How many lines in the rows below contain the word "soccer"? Reply with the number alone.

--------------------

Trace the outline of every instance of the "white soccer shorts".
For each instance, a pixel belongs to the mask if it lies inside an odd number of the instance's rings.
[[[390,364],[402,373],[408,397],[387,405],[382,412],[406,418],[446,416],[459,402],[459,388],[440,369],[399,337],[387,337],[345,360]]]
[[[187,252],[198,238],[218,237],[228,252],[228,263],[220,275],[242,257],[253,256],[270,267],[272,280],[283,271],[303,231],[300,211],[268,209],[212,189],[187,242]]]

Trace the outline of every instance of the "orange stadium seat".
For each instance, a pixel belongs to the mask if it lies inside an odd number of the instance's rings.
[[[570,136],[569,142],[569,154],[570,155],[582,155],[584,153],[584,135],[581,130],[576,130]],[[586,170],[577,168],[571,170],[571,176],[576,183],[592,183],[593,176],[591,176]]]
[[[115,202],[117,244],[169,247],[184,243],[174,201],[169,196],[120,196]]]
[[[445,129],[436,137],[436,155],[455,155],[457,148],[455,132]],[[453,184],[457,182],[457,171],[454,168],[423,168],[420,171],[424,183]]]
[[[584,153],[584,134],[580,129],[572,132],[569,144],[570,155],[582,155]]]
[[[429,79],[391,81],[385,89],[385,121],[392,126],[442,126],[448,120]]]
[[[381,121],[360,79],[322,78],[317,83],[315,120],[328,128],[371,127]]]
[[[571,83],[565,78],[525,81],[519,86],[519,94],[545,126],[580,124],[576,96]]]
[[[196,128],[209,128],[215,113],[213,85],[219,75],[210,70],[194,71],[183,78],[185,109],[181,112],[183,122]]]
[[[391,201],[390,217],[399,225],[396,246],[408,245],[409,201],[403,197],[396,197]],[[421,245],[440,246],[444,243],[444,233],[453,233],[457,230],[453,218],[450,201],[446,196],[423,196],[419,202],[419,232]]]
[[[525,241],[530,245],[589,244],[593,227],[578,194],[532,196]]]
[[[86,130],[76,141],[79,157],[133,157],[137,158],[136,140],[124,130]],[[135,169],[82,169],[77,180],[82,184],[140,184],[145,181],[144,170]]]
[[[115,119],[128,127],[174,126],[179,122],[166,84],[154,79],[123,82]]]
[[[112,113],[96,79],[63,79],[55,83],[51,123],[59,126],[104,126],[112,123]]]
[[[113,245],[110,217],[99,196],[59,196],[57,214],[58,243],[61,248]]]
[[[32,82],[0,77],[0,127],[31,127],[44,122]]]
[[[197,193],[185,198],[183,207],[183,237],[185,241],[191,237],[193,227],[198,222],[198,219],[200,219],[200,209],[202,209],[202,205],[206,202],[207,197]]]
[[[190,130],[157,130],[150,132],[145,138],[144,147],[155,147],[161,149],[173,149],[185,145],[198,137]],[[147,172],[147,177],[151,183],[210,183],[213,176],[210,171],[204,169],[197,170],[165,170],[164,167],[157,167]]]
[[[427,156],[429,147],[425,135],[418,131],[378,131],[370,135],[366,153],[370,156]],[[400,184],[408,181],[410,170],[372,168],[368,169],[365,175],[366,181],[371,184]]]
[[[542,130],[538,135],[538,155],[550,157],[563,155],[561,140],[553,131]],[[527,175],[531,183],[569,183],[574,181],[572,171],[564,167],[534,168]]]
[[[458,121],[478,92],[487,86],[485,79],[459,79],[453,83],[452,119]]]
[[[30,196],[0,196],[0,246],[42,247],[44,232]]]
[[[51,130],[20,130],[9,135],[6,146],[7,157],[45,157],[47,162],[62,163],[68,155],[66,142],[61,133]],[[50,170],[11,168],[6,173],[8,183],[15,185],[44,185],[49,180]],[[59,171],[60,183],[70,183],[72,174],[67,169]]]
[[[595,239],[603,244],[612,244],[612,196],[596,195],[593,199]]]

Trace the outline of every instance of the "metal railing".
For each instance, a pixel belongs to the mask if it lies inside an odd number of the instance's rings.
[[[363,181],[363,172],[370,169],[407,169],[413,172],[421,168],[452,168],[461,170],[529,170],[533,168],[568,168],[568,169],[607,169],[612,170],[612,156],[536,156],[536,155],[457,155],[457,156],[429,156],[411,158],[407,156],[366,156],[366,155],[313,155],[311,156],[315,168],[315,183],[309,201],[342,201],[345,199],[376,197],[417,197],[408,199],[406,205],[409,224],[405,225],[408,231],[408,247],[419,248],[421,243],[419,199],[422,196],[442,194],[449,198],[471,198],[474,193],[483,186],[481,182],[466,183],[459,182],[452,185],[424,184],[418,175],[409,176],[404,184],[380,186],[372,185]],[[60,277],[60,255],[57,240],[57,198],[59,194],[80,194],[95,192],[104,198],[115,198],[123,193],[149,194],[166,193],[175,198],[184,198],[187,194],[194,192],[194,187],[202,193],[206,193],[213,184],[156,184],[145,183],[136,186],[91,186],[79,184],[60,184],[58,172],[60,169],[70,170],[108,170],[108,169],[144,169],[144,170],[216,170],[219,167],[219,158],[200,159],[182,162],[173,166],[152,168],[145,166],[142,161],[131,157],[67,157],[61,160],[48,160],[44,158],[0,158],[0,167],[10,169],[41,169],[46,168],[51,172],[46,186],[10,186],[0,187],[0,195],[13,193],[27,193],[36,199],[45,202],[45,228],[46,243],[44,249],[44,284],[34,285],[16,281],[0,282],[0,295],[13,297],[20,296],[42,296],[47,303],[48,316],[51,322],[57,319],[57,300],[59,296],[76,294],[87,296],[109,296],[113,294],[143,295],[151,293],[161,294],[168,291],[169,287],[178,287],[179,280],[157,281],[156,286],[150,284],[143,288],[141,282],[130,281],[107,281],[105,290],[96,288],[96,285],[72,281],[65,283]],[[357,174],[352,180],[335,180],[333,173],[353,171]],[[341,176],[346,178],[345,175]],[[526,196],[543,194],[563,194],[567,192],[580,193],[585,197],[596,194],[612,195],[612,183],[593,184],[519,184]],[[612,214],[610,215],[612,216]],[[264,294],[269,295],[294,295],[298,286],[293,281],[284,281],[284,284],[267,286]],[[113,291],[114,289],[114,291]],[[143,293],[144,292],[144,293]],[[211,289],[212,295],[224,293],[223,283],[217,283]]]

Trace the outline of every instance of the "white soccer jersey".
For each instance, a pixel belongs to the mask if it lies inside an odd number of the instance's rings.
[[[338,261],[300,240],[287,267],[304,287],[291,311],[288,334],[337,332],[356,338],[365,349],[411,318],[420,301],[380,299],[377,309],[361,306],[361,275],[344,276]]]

--------------------

Response
2